Give back each line below verbatim.

::::::::::

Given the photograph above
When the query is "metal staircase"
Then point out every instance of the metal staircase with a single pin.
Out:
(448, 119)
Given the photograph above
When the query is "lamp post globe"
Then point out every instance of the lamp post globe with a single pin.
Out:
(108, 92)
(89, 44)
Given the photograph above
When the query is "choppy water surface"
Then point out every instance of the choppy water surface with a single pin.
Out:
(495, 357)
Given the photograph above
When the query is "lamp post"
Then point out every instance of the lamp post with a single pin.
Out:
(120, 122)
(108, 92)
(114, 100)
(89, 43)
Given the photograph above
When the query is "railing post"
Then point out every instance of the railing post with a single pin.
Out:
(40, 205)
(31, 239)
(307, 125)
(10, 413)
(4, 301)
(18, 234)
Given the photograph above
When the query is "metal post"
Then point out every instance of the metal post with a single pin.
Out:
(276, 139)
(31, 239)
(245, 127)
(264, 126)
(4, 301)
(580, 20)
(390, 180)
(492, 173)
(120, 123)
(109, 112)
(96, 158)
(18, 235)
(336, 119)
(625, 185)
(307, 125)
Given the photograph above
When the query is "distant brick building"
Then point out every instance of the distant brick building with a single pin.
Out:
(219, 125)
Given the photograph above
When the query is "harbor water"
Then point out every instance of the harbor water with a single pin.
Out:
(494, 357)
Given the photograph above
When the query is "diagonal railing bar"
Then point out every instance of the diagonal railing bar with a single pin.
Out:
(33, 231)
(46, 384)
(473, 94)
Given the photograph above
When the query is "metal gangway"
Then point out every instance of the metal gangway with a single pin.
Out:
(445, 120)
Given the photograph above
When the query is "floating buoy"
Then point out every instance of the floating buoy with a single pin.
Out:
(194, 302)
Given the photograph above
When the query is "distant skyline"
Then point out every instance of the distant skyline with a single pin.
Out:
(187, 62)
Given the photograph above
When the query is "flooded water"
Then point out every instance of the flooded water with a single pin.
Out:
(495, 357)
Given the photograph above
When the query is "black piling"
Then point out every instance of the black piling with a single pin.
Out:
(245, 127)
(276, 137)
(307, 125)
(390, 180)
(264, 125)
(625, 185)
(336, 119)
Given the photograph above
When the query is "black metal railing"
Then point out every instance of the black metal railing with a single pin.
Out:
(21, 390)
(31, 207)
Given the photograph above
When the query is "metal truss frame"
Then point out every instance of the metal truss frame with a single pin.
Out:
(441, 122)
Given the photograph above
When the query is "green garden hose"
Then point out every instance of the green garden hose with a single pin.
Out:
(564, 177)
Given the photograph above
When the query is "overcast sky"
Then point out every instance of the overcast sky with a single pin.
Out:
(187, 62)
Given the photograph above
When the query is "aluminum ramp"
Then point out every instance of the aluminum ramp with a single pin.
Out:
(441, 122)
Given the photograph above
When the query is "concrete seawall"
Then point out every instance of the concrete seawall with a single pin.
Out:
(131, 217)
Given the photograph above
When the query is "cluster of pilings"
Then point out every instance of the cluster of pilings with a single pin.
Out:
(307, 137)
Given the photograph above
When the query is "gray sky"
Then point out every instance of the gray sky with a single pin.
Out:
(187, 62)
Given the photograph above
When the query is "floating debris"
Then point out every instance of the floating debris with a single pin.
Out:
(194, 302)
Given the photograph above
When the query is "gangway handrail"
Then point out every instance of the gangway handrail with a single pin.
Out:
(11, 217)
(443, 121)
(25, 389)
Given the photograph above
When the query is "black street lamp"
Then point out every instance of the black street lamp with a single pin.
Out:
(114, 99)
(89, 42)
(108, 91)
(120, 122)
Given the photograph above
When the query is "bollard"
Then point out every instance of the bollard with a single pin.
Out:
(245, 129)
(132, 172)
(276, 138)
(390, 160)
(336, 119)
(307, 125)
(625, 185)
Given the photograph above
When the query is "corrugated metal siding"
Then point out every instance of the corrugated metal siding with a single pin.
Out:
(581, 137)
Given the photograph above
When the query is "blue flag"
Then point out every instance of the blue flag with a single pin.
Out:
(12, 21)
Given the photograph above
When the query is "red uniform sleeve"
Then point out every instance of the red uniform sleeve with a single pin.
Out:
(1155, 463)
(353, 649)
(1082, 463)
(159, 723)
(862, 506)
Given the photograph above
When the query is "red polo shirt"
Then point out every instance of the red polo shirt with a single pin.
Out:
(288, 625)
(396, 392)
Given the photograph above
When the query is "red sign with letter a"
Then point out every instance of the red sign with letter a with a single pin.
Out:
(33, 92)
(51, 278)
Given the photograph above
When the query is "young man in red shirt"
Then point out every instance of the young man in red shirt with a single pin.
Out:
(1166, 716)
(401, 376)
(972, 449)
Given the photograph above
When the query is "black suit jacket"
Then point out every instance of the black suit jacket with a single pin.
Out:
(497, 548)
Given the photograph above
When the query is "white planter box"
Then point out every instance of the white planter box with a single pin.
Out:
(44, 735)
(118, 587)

::::::::::

▸ Response area:
Given the photograph above
When the query is "metal staircase"
Then point out every instance of the metal staircase with a single pin.
Out:
(448, 119)
Given the photograph above
When the query is "lamp post globe"
Then point out every instance of the lamp post globe with a single pin.
Out:
(108, 92)
(89, 44)
Given the photograph above
When the query is "choppy water surface"
Then point out every instance of the choppy water surface with a single pin.
Out:
(495, 357)
Given the photograph above
When the query is "lamp post"
Then point out every instance of the lamp post with a single pin.
Out:
(120, 122)
(108, 92)
(114, 100)
(89, 43)
Given the photograph above
When the query is "railing post"
Then point out every instance of the railing post with a single pin.
Out:
(40, 205)
(31, 239)
(307, 125)
(10, 413)
(4, 301)
(18, 234)
Given the photograph above
When the query is "metal post"
Then point out every instance of the metal post with a single pin.
Out:
(276, 139)
(31, 239)
(245, 127)
(264, 126)
(4, 301)
(580, 20)
(390, 180)
(492, 173)
(120, 123)
(109, 112)
(96, 158)
(18, 235)
(336, 119)
(625, 185)
(307, 125)
Given the photograph above
When the query is "distant brick building"
Then point out every instance of the distant brick building with a single pin.
Out:
(219, 125)
Given the photograph above
When the query is "harbor water"
Then point out every instance of the harbor water with a single pin.
Out:
(494, 357)
Given the photograph above
When the query is "diagonal railing bar"
Then point out every instance of the diagonal railing bar with a single pin.
Out:
(33, 231)
(46, 384)
(473, 94)
Given the photograph above
When the query is "metal gangway"
Then point out every instance of the metal gangway with a single pin.
Out:
(445, 120)
Given the photograph above
When the query is "floating buoy"
Then point out every instance of the floating buoy with a single pin.
Out:
(194, 302)
Given the photograph above
When the query is "distant skyline"
Then point out every instance of the distant skyline with a single pin.
Out:
(187, 62)
Given the photograph above
When the query is "flooded water"
Then point out every instance of the flooded water with a single pin.
Out:
(495, 357)
Given the photograph above
When the query is "black piling"
Then point out every instance of the black piling with a single pin.
Out:
(245, 127)
(276, 137)
(307, 125)
(390, 180)
(264, 125)
(625, 185)
(336, 119)
Given the photograph above
When the query is "black metal railing"
Then point out every instance of the black metal railing with a single pin.
Out:
(21, 390)
(31, 207)
Given the photograph above
When the query is "metal truss frame"
Then point out every instance of the metal truss frame with a single pin.
Out:
(441, 122)
Given the photograph above
When the query is "green garden hose"
Then point out every instance of the green garden hose with a single pin.
Out:
(564, 177)
Given the photograph above
When the query is "overcast sky"
Then point out every instance of the overcast sky with a single pin.
Out:
(187, 62)
Given the photograph above
When the query is "aluminum ramp"
Then point out every instance of the aluminum ramp with a single pin.
Out:
(441, 122)
Given the photograph above
When the query is "concrete seawall"
Then point out every instance of the concrete seawall with a single pin.
Out:
(131, 217)
Given the photograph above
When the query is "cluster of pilings"
Then point out every instance of the cluster of pilings with a single pin.
Out:
(307, 137)
Given the photograph above
When the query is "gray sky"
Then point out every instance of the gray sky with a single pin.
Out:
(187, 62)
Given the photograph above
When the query is "floating debris"
Then point out every instance of the floating debris with a single pin.
Out:
(194, 302)
Given the photograph above
When the query is "gangway handrail"
Then point out every instance of the gangway handrail with a single pin.
Out:
(11, 217)
(443, 121)
(25, 389)
Given the photograph above
When the query is "black street lamp"
Then point out every instance of the black street lamp with a single pin.
Out:
(114, 99)
(89, 42)
(108, 91)
(120, 122)
Given the photograph above
When the query is "bollard"
Then point out every instance of the bollard with a single pin.
Out:
(245, 129)
(132, 172)
(276, 138)
(390, 160)
(336, 119)
(307, 125)
(625, 185)
Given the photograph above
When the query is "corrugated metal siding"
Then point out every instance of the corrugated metal siding with a single pin.
Out:
(581, 137)
Given the photograph above
When the query is "blue flag"
Then point out every instance of the blue flag with a single pin.
Out:
(12, 21)
Given the photograph above
When the query is "red uniform sleeve"
Then point out every instance of the red uniform sleeve with a single pin.
Out:
(1155, 463)
(353, 649)
(1082, 463)
(159, 723)
(862, 506)
Given the photograph above
When the query is "red polo shirt"
Then point out every instance of the red polo shirt with a single pin.
Out:
(288, 625)
(396, 392)
Given the photograph above
When the query is "red sign with letter a"
Then point out every instance of the red sign with letter a with a single pin.
Out:
(33, 92)
(51, 278)
Given the photograph above
When the query is "young man in red shirt"
Then point out every instance of the young man in red shirt with a single pin.
Out:
(1166, 716)
(401, 376)
(972, 449)
Given the photograph above
When the query is "black suit jacket"
Then point out every instance of the black suit jacket with a single pin.
Out:
(497, 548)
Given the photograph above
When the query is "white planter box"
Then point out every instance of the white planter box with a single pin.
Out:
(44, 735)
(118, 587)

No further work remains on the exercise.